** start of Dataset excerpts **

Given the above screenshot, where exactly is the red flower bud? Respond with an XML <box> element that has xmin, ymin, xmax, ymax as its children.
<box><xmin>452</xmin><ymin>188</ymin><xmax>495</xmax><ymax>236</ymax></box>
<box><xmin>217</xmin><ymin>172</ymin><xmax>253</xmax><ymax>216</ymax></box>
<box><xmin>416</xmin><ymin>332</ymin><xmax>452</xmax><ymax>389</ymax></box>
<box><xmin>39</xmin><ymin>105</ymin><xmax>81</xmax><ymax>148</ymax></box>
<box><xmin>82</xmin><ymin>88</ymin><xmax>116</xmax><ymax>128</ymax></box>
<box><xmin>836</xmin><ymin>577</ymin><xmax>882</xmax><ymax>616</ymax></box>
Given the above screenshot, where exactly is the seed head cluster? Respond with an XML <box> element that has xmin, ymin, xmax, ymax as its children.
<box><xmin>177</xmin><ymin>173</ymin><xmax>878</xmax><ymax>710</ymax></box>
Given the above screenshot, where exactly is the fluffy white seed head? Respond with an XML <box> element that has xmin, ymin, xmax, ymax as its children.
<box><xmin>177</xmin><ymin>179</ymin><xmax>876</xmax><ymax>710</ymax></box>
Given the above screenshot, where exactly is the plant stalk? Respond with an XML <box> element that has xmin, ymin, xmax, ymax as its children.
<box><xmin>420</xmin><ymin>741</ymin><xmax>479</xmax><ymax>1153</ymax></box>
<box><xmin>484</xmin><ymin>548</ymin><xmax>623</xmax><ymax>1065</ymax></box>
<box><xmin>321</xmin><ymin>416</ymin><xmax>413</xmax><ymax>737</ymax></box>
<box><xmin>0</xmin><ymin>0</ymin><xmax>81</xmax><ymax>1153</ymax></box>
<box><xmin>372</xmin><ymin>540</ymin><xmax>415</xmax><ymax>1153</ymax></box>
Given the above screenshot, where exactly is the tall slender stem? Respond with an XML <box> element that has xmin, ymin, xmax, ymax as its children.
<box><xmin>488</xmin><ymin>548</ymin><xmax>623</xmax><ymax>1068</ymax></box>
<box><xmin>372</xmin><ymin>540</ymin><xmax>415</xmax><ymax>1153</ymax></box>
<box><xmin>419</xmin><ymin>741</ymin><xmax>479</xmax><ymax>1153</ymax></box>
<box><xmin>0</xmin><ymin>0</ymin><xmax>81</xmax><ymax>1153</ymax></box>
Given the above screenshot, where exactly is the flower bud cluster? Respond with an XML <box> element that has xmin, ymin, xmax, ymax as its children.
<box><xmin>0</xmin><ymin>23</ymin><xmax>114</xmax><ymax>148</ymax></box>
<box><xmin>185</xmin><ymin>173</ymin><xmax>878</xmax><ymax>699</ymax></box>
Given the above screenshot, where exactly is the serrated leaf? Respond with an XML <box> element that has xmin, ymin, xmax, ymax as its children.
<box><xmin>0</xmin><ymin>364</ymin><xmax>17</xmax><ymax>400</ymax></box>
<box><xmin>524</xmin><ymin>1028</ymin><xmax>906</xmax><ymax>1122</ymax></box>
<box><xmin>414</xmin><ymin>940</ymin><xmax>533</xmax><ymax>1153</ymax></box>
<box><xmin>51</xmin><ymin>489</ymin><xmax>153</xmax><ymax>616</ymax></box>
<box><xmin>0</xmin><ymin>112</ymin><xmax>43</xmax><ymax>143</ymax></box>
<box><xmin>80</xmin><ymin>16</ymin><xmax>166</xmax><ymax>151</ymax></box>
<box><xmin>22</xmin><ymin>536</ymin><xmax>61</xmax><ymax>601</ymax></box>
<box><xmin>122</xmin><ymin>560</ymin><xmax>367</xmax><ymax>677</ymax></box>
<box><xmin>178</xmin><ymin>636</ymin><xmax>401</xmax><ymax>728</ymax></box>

** end of Dataset excerpts **

## What the task asks
Find each line in the records above that contains the word "head" and copy those lines.

## The output
Given the above screenshot, where exactly is the seed head cluster? Respond with an XML <box> element that has xmin, ymin, xmax, ymax as its children.
Given the above screenshot, where exactly is the fluffy white seed head? Respond with an XML <box> element that has xmin, ymin, xmax, ymax as its children.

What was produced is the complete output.